» **WRITTEN EXERCISE 1**
In the bug report on the phc2sys offset, around which second does the roughly 35-second offset show up in the phc2sys log?
» **WRITTEN EXERCISE 2**
Mark each statement yes or no against the bug report on the phc2sys offset, and quote the text's deciding words: (a) The bug was filed against Red Hat Enterprise Linux 6. (b) The bug was closed as fixed. (c) Jiri Benc asked for the full ptp4l log from the slave.
» **WRITTEN EXERCISE 3**
Carry on the bug report on the phc2sys offset past its final comment.

» **TEXT SECTION**
Bug 1008902

Summary: ptp: phc2sys sys offset suddenly increasing very large
Product: Red Hat Enterprise Linux 6 Reporter: Dong Zhu <dZhu>
Component: linuxptpAssignee: Jiri Benc <jbenc>
Status: CLOSED NOTABUG QA Contact: Dong Zhu <dZhu>
Severity: unspecified Docs Contact:
Priority: unspecified    
Version: 6.5CC: dZhu, jbenc, jipan, mlichvar, qcai
Target Milestone: rc   
Target Release: ---   
Hardware: Unspecified   
OS: Unspecified   
Whiteboard:
Fixed In Version: Doc Type: Bug Fix
Doc Text:
Story Points: ---
Clone Of: Environment:
Last Closed: 2013-09-24 09:47:46 UTC Type: Bug
Regression: --- Mount Type: ---
Documentation: --- CRM:
Verified Versions: Category: ---
oVirt Team: --- RHEL 7.3 requirements from Atomic Host:
Cloudforms Team: --- Target Upstream Version:
Embargoed:
Attachments:
Description Flags
ptp4l and phc2sys logs from slave
none
Comment none

Description Dong Zhu 2013-09-17 10:12:03 UTC
Created attachment 915768 [details]
Comment

(This comment was longer than 65,535 characters and has been moved to an attachment by Red Hat Bugzilla).

Comment 1 Jiri Benc 2013-09-17 10:21:40 UTC
Could you attach the full ptp4l log from the slave?

Comment 3 Dong Zhu 2013-09-18 05:17:15 UTC
Created attachment 799074 [details]
ptp4l and phc2sys logs from slave

Comment 4 Miroslav Lichvar 2013-09-18 07:52:53 UTC
In the phc2sys log the ~35 second offset appears around second 1926, but in the ptp4l log there doesn't seem to be anything interesting around that second. This looks like some other process may be setting the system clock.

» **DATASET EXCERPTS**
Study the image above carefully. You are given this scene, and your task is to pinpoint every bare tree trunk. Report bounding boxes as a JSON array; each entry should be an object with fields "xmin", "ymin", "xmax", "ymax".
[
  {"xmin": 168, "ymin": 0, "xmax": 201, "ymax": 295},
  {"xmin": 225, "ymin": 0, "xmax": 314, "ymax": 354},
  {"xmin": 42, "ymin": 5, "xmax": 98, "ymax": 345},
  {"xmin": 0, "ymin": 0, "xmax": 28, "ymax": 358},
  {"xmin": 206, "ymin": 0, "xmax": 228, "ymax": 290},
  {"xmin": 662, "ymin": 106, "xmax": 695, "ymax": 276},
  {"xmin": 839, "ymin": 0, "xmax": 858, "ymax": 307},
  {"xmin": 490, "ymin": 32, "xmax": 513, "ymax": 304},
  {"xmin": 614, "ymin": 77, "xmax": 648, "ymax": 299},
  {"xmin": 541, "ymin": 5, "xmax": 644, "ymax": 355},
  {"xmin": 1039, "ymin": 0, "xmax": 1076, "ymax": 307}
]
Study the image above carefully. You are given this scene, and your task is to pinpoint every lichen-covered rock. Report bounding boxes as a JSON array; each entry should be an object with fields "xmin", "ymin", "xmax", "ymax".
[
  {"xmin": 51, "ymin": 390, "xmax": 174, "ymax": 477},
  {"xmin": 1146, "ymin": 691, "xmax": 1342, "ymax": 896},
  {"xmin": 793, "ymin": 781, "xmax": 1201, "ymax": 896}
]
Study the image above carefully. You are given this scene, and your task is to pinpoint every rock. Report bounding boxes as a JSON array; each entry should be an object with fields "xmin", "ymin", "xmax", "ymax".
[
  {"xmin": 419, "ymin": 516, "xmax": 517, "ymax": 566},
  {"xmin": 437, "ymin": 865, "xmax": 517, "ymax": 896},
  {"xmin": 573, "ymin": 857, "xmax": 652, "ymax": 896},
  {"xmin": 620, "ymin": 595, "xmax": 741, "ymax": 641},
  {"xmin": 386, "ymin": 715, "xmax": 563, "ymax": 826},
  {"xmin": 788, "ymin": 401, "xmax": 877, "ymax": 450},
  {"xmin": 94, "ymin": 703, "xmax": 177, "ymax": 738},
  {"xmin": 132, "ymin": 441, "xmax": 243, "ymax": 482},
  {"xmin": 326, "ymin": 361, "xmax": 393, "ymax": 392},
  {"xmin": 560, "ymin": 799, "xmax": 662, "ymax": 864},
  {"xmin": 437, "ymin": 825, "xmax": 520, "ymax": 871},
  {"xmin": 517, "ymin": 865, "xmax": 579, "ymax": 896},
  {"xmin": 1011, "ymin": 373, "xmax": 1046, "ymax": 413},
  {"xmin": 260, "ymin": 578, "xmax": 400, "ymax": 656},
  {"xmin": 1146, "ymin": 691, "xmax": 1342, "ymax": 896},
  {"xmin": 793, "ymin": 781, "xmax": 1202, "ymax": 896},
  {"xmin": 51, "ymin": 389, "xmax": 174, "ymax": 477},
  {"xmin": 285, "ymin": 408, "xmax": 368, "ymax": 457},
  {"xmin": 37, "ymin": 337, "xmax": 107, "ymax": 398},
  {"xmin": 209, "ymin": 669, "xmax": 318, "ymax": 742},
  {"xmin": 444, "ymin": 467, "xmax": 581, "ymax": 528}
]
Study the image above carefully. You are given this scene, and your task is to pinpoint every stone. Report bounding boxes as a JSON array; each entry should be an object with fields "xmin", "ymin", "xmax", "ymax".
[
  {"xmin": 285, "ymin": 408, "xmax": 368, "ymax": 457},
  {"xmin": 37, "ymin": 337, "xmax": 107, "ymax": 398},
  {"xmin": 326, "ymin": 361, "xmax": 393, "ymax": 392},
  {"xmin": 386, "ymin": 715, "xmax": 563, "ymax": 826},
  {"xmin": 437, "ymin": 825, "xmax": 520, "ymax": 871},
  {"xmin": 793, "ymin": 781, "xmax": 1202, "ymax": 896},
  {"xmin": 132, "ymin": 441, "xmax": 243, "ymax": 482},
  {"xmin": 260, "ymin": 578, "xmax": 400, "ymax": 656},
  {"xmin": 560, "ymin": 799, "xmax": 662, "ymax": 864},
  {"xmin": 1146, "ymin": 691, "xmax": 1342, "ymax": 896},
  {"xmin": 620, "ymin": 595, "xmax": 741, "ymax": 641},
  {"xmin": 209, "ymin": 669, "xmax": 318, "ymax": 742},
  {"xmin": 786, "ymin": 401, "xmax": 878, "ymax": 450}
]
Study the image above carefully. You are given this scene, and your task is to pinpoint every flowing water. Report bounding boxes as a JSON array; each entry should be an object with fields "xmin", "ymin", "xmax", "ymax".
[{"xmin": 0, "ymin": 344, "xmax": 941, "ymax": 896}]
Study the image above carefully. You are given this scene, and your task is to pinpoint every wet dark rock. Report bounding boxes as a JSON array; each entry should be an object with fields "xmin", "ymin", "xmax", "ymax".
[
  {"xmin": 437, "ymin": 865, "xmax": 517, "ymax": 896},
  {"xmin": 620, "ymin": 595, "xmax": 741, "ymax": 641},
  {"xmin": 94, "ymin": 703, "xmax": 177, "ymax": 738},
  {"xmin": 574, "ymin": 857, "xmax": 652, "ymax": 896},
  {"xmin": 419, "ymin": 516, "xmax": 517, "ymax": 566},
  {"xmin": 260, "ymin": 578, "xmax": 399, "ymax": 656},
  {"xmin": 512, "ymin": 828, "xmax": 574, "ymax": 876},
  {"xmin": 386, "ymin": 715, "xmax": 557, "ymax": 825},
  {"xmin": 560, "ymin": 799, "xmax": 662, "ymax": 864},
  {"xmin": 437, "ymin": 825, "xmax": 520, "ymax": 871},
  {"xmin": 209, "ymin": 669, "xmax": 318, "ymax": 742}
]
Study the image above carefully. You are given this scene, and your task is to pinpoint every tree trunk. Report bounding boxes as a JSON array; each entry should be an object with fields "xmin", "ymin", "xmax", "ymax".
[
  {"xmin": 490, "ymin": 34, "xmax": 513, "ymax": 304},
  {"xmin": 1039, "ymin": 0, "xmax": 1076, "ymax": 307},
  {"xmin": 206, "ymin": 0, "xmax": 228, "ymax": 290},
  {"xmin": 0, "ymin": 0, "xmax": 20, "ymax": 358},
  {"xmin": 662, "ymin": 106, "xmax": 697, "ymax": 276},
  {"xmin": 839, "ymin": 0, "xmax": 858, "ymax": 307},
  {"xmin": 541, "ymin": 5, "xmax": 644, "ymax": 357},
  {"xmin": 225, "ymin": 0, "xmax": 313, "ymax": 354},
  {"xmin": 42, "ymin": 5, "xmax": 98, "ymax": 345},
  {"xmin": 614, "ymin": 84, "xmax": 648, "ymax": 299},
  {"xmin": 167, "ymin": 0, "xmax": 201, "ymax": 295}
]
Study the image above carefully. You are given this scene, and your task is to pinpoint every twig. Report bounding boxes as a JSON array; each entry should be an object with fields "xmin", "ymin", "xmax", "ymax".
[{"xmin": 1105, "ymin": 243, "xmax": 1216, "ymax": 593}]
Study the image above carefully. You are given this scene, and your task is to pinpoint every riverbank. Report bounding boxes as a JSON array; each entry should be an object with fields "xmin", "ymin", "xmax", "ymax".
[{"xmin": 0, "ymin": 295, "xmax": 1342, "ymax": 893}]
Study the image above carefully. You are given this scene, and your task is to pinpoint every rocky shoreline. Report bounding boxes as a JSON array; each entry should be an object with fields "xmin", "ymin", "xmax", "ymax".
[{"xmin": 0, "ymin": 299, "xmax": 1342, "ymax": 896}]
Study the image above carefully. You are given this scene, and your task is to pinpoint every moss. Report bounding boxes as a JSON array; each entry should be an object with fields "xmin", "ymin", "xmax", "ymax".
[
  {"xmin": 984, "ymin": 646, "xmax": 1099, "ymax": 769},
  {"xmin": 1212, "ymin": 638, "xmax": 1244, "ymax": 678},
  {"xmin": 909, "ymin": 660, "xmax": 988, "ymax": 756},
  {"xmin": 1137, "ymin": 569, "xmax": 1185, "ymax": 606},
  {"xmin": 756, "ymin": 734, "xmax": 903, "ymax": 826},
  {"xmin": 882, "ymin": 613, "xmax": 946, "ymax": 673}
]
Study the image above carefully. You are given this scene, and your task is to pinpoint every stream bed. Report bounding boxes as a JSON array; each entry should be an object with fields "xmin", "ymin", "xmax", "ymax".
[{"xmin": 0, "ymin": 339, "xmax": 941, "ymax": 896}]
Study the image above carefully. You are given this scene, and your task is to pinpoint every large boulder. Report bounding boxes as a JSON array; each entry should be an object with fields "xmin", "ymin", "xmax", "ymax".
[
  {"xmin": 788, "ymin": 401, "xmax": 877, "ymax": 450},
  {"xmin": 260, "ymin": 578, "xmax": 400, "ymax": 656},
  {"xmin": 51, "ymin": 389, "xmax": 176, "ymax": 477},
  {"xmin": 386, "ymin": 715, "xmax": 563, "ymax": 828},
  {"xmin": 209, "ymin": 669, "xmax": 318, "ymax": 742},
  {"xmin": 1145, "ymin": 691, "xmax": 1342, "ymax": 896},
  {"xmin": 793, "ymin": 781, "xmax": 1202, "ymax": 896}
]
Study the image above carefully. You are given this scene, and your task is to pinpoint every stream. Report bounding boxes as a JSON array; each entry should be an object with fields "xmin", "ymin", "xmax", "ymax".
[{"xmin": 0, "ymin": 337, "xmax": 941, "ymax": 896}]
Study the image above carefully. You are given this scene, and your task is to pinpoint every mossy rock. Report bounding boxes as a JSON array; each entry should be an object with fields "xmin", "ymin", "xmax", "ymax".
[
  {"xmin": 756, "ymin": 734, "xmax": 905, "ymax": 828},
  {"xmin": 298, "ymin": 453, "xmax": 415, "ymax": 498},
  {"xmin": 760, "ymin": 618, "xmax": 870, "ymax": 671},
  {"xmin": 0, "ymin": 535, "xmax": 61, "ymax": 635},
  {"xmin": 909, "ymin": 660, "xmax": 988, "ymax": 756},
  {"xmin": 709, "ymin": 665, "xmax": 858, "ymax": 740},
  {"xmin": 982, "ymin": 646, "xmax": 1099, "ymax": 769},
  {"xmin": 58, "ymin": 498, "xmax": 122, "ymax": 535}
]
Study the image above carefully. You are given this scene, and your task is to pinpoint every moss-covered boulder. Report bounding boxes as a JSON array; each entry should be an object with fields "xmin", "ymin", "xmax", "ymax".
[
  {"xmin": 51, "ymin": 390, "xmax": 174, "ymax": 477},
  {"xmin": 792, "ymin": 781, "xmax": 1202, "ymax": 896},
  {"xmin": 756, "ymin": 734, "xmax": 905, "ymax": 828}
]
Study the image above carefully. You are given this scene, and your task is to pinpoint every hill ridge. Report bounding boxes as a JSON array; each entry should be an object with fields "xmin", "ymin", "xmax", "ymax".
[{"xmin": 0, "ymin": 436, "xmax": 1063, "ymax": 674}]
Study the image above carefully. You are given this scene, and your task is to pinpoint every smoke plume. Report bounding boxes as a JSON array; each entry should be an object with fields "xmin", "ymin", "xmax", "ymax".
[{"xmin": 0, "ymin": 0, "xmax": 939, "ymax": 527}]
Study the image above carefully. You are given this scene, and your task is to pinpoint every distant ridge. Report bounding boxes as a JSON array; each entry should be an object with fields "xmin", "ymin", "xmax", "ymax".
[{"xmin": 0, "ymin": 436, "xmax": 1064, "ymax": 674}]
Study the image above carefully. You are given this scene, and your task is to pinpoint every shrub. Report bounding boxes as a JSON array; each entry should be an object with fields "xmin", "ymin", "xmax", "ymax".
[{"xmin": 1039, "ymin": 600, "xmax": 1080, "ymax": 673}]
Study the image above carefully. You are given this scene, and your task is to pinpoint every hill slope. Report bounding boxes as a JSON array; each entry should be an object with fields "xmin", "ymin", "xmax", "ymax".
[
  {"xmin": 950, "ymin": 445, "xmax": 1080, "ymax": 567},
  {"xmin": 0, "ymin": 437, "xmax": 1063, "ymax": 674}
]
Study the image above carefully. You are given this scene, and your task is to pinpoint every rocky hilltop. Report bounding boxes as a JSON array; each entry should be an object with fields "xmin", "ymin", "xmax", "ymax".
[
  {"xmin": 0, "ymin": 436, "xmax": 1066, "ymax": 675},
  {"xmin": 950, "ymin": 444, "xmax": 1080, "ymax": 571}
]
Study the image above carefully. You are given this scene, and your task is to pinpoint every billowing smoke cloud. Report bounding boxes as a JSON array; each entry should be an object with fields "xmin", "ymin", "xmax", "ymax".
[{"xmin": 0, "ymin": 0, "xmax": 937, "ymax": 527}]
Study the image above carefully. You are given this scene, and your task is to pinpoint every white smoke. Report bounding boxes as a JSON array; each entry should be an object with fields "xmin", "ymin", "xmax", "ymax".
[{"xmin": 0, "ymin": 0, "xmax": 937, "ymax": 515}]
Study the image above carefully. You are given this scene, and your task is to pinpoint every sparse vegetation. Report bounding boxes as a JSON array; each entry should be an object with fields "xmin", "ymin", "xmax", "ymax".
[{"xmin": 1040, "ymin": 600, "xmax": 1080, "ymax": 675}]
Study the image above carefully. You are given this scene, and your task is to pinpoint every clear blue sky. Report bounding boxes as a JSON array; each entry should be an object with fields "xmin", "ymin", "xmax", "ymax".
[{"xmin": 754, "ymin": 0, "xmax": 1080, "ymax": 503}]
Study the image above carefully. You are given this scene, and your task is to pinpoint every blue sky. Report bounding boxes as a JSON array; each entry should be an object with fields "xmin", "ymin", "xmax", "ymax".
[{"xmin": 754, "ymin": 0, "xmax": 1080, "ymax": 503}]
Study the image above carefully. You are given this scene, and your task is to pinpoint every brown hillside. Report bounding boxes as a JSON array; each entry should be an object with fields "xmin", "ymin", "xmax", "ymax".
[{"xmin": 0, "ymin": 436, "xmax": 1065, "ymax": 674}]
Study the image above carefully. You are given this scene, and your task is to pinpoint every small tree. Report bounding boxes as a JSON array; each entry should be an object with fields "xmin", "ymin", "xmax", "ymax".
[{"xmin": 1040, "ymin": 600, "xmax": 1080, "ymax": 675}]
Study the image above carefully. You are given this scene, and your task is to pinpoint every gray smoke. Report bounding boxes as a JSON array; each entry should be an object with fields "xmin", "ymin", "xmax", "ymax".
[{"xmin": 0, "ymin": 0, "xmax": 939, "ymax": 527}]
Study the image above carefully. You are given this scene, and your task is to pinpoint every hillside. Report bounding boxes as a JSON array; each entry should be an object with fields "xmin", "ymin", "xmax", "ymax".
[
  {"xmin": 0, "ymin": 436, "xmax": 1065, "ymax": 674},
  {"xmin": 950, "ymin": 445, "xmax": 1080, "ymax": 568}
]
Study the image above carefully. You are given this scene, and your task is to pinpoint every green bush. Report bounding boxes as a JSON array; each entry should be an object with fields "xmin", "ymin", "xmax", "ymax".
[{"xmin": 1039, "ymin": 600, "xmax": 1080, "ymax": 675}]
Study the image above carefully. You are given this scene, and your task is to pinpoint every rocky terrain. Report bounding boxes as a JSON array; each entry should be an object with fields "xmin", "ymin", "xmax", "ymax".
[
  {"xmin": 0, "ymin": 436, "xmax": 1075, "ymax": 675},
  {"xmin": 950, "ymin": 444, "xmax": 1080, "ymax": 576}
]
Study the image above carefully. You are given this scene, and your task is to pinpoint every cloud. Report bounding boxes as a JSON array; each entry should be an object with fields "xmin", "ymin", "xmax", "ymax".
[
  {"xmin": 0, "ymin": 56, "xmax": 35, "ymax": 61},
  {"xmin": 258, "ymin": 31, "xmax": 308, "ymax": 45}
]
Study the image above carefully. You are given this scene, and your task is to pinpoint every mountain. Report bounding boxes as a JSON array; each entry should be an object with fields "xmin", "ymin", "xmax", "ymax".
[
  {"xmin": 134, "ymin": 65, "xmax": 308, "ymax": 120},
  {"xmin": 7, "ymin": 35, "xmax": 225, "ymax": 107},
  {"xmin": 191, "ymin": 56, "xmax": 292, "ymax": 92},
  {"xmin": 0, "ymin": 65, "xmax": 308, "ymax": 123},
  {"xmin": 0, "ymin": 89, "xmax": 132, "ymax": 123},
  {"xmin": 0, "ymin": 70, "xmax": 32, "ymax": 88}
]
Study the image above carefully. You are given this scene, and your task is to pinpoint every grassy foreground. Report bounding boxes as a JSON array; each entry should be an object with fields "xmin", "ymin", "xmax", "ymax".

» **FINAL ANSWER 1**
Around second 1926.

» **FINAL ANSWER 2**
(a) Yes: "Product: Red Hat Enterprise Linux 6"
(b) No: "Status: CLOSED NOTABUG"
(c) Yes: "Could you attach the full ptp4l log from the slave?"

» **FINAL ANSWER 3**
Any chance there is ntpd running or is ntpdate/hwclock/rdate called periodically?

Comment 6 Miroslav Lichvar 2013-09-18 08:46:46 UTC
Ok, ntpd probably just stepped the clock after its stepout interval (900  seconds).

But there is a strange offset in the slave ptp4l log at 1438. Is the master running ntpd. Is the PHC synchronized by phc2sys from the system clock?

Also, any explanation why the master is dropping out? Was it restarted or blocked by the firewall?

Comment 7 Jiri Benc 2013-09-18 09:11:46 UTC
(In reply to Miroslav Lichvar from comment #6)
> But there is a strange offset in the slave ptp4l log at 1438.

Looking at the three logs, it seems likely that at that time, Sync message was delayed by a switch by 1.7 ms, subsequent Delay_Req and Delay_Resp messages were delayed by unknown time and no further traffic got through until ~21 seconds later.

Are you doing anything with the communication path (switch, network cables, etc.) during the testing?

Comment 9 Jiri Benc 2013-09-18 13:07:56 UTC
Stopping ntpd helped with one of the problems (the one described in comment 4).

The problem described in comment 7 still remains but it's a separate one. Miroslav captured packets on both machines and the captures confirm my theory (see comment 7). This can be caused by hardware at the master not sending the frames, the hardware at the slave not receiving the frames properly, or switch discarding the frames.

Comment 10 Jiri Benc 2013-09-18 13:44:28 UTC
Tried to find out which case (see previous comment) it is but it seems the problem does not reproduce with a ping running in parallel.

There doesn't seem to be anything wrong with ptp4l/phc2sys. If this is a Linux issue, then the only point that could be wrong is the NIC driver. I suspect more a hardware problem, though.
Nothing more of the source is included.